Problem to solve:
Please pick up the news report below on the pharmacist sentenced over the meningitis outbreak and continue it from its last sentence.

Document excerpt:
Shrewsbury Pharmacist Sentenced in Connection with Meningitis Outbreak

 by Patrick SargentMay 30, 2019

WORCESTER - A former clean room pharmacist at New England Compounding Center [NECC] was sentenced on Thursday in federal court in Boston in connection with the 2012 nationwide fungal meningitis outbreak -- the largest public health crisis ever caused by a pharmaceutical drug.

Christopher Leary, 34, of Shrewsbury, Mass., was sentenced by Judge Stearns to two years of probation, of which the first eight months will be in home confinement with electronic monitoring, and 100 hours of community service.

In the fall of 2012, more than 793 patients in 20 states were diagnosed with fungal infections after receiving injections of preservative-free methylprednisolone acetate (MPA) manufactured by NECC. Of those 793 patients, more than 100 patients have now died.

In December 2018, Leary and four other NECC co-defendants were convicted following an eight-week trial.

Leary was convicted of three counts of mail fraud, one count of introduction of adulterated drugs into interstate commerce with intent to defraud or mislead, and two counts of introduction of misbranded drugs into interstate commerce.

According to the Dept. of Justice, the criminal investigation revealed that in addition to the contaminated MPA, NECC’s clean room pharmacists, including Leary, knowingly manufactured and sold hundreds of other substandard drugs that were made in an unsafe manner and in insanitary conditions.

Supplied data:

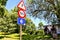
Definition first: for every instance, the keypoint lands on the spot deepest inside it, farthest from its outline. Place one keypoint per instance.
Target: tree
(44, 9)
(40, 25)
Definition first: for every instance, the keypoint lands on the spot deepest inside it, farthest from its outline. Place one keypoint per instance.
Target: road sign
(21, 14)
(21, 21)
(21, 5)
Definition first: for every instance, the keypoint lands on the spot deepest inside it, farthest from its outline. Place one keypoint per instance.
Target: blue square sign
(21, 21)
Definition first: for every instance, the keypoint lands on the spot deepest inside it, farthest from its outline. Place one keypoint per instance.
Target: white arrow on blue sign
(21, 21)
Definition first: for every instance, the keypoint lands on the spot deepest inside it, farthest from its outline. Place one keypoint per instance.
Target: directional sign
(21, 5)
(21, 14)
(21, 21)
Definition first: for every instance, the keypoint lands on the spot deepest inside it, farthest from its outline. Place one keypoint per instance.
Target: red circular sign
(21, 14)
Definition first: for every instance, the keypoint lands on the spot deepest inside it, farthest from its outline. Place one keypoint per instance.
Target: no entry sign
(21, 6)
(21, 14)
(21, 21)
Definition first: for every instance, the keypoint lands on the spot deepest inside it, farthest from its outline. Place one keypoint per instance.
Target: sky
(12, 3)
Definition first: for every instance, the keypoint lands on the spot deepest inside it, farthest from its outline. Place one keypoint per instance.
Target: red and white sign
(21, 14)
(21, 6)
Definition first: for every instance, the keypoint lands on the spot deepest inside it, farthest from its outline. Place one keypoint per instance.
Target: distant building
(57, 26)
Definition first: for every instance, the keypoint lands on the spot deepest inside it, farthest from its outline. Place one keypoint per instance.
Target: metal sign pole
(20, 32)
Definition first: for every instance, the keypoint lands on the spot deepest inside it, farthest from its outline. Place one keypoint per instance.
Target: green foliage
(48, 10)
(40, 25)
(3, 2)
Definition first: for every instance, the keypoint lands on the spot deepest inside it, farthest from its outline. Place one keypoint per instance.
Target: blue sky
(12, 3)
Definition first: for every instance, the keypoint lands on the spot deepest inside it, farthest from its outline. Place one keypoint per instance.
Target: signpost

Expected answer:
The evidence presented at trial demonstrated that NECC’s pharmacists failed to properly sterilize and test NECC’s drugs and failed to wait for test results before sending the drugs to customers. Leary approved the use of expired drug ingredients, and the mislabeling of drugs in order to deceive customers.

The insanitary conditions at NECC included, among other things, a lack of proper cleaning, fraudulently completed cleaning logs, and positive environmental monitoring hits for mold and bacteria inside NECC’s cleanrooms throughout 2012. Specifically, NECC recorded alert or action-level environmental monitoring hits for mold and bacteria during thirty-seven out of thirty-eight weeks prior to the shutdown in 2012. Despite these repeated action-level environmental monitoring hits and the presence of fungal blooms inside the clean room, no one at NECC took any remedial action to eliminate the mold and bacterial contamination, or stop the drug production.

In June 2017, Barry Cadden, the former owner and head pharmacist for NECC, was sentenced to nine years in prison and three years of supervised release after being convicted of 57 counts. In January 2018, Glenn Chin, NECC’s former supervisory pharmacist, was sentenced to eight years in prison and two years of supervised release after being convicted of 77 counts.  In total, 13 NECC defendants have been convicted of 178 charges.